● **Excerpts of pointing data**
########################################
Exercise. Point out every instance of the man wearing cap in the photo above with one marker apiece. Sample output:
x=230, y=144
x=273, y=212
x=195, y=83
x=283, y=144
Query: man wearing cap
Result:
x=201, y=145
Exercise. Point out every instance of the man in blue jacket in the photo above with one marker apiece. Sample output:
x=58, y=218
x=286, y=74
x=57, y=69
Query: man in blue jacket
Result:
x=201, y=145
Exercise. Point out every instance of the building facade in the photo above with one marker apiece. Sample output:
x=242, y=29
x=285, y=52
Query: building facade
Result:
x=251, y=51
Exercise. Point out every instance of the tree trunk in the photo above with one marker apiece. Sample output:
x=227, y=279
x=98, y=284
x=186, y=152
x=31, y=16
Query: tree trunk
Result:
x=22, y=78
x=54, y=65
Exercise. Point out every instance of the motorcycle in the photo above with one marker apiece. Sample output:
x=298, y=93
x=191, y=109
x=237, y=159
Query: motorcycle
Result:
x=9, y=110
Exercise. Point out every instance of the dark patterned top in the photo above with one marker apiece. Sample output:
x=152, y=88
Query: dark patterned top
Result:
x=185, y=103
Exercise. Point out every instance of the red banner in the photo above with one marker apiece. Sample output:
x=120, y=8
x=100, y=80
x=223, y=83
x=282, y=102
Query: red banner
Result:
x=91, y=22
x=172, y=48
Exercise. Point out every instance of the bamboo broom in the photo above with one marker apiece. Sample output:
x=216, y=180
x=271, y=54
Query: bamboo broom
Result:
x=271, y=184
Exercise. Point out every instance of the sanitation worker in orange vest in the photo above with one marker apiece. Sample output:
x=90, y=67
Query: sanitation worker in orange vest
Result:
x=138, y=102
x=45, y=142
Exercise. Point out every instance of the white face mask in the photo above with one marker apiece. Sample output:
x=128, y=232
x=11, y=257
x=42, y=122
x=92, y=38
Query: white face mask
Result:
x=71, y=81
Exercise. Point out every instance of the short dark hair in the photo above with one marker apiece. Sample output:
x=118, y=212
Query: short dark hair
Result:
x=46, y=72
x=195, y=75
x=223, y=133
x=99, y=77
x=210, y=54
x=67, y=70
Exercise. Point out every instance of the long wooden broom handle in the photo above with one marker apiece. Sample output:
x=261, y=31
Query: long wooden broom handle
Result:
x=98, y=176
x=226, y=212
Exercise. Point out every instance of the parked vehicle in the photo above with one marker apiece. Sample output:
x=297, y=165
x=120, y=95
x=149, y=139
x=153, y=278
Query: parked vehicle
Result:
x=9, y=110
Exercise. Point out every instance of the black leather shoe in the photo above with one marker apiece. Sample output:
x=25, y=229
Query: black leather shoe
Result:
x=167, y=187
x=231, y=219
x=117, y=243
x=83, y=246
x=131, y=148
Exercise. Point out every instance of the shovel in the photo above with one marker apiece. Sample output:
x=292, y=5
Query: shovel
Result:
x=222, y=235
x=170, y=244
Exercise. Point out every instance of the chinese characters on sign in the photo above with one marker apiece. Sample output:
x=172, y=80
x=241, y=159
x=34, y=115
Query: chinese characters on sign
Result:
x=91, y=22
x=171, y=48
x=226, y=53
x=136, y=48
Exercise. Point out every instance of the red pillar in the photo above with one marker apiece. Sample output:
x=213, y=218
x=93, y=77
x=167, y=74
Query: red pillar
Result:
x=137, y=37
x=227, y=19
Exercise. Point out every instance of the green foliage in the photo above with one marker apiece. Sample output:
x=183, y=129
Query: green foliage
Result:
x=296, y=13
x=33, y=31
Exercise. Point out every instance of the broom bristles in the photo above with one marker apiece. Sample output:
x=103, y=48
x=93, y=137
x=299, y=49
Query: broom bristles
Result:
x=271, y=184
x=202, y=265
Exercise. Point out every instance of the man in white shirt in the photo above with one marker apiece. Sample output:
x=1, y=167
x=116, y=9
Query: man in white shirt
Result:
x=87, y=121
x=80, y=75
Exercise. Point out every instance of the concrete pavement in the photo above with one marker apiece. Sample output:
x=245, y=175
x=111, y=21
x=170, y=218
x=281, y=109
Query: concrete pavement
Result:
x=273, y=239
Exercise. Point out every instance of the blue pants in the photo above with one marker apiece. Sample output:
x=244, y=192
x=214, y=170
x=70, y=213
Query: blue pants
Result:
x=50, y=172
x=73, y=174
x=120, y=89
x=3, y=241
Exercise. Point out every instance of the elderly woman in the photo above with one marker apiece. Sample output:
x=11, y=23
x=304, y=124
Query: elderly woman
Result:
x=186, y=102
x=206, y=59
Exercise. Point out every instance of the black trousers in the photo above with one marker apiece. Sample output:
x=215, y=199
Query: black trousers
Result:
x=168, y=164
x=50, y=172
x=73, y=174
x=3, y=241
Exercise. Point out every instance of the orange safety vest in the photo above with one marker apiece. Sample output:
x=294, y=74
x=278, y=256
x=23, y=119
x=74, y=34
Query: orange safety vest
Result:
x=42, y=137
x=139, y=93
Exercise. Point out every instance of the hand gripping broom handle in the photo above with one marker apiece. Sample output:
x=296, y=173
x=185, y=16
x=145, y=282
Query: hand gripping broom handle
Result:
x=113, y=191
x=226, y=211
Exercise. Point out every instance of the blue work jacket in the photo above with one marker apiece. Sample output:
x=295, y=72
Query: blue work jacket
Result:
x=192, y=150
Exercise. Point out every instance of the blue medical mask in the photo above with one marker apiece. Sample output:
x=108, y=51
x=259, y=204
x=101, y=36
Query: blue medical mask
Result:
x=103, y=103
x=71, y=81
########################################
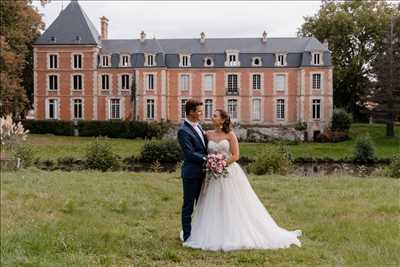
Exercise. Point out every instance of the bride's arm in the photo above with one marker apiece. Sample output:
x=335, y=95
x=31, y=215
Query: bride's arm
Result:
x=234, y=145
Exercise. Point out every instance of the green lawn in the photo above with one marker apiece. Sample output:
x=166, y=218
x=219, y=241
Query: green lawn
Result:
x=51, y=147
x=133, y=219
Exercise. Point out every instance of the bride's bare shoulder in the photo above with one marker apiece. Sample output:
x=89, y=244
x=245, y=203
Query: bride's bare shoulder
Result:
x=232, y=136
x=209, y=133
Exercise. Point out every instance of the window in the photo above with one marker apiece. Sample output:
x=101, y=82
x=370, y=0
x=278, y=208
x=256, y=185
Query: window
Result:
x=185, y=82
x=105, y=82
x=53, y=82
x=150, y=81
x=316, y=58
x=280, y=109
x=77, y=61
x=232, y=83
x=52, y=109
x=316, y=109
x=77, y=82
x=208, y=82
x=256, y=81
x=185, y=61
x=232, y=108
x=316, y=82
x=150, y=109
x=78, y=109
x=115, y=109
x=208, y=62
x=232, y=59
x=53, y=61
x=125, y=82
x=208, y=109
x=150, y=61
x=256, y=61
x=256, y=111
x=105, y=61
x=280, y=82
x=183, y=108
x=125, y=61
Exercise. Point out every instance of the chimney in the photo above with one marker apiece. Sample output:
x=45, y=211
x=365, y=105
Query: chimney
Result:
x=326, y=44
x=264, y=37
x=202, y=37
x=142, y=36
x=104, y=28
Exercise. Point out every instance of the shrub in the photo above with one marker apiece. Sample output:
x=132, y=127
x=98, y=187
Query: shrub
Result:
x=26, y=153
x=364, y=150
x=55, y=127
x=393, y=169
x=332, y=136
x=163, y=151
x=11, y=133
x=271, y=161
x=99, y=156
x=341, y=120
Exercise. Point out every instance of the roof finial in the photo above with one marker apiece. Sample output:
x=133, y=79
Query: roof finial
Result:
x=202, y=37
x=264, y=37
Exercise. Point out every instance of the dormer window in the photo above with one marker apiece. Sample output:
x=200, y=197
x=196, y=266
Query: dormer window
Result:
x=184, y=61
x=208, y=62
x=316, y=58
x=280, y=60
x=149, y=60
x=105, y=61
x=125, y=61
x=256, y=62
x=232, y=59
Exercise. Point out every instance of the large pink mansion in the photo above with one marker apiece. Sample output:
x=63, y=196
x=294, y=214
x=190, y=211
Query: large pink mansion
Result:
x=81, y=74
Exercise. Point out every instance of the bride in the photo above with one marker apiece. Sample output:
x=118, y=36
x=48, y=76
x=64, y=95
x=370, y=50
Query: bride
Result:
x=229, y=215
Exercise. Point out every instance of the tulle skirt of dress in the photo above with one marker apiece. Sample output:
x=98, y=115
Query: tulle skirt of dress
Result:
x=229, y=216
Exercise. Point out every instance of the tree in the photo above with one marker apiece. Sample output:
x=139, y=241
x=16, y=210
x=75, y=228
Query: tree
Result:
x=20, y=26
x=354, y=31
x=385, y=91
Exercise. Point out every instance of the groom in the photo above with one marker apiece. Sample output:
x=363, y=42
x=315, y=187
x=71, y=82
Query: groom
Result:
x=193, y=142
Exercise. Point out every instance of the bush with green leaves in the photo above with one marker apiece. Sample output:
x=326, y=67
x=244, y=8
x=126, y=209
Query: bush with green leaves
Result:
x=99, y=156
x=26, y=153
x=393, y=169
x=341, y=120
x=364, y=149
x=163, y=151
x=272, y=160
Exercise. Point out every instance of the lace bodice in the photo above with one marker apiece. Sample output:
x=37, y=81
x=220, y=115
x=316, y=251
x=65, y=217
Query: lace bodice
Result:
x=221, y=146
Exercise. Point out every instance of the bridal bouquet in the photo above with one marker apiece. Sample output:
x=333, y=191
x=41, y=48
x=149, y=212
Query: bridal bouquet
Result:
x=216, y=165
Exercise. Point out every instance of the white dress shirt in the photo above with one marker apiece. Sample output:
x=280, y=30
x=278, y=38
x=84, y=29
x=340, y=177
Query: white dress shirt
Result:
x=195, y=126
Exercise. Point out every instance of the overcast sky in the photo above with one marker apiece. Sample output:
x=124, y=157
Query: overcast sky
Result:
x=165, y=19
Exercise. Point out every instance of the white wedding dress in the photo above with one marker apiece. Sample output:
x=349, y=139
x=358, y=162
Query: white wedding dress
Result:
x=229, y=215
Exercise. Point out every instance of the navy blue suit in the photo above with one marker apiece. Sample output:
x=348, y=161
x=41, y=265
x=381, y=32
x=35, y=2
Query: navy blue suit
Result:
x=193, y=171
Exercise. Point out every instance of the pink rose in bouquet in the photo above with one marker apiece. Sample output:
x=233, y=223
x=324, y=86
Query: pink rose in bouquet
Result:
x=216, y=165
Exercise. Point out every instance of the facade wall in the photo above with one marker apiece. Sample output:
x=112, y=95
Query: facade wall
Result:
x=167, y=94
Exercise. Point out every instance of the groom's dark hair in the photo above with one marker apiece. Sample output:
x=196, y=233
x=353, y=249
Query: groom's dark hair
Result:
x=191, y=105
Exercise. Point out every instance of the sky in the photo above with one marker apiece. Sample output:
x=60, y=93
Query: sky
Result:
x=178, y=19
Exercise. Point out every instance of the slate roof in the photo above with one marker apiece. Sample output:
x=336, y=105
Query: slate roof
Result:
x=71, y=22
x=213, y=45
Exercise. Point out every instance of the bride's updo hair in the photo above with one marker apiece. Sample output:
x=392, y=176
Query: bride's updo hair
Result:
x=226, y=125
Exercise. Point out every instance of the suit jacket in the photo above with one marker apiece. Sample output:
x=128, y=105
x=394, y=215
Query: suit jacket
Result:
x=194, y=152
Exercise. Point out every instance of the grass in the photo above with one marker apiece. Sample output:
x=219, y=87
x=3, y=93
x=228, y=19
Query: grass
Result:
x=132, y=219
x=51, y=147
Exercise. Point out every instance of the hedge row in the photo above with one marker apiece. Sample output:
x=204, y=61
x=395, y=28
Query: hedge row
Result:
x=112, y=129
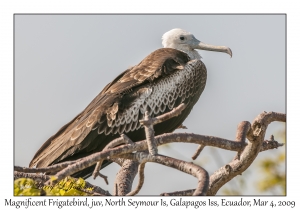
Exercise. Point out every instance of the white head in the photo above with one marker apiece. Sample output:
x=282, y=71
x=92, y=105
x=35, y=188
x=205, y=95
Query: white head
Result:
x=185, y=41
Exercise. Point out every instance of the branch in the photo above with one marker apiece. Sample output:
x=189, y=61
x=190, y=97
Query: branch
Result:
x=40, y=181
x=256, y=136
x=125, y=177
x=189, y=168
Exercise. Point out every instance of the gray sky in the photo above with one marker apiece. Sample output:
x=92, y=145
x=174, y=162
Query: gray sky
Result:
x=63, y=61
########################################
● **WHAT TO PRODUCE**
Copy out word for word the lines from the one with "Exercise. Point out every instance of the orange" to the one with "x=139, y=93", including both of those lines.

● **RESPONSE**
Exercise. Point out every instance of the orange safety vest in the photo above with one marker apiece. Sample output:
x=294, y=74
x=278, y=256
x=23, y=119
x=74, y=34
Query: orange safety vest
Result:
x=42, y=137
x=139, y=93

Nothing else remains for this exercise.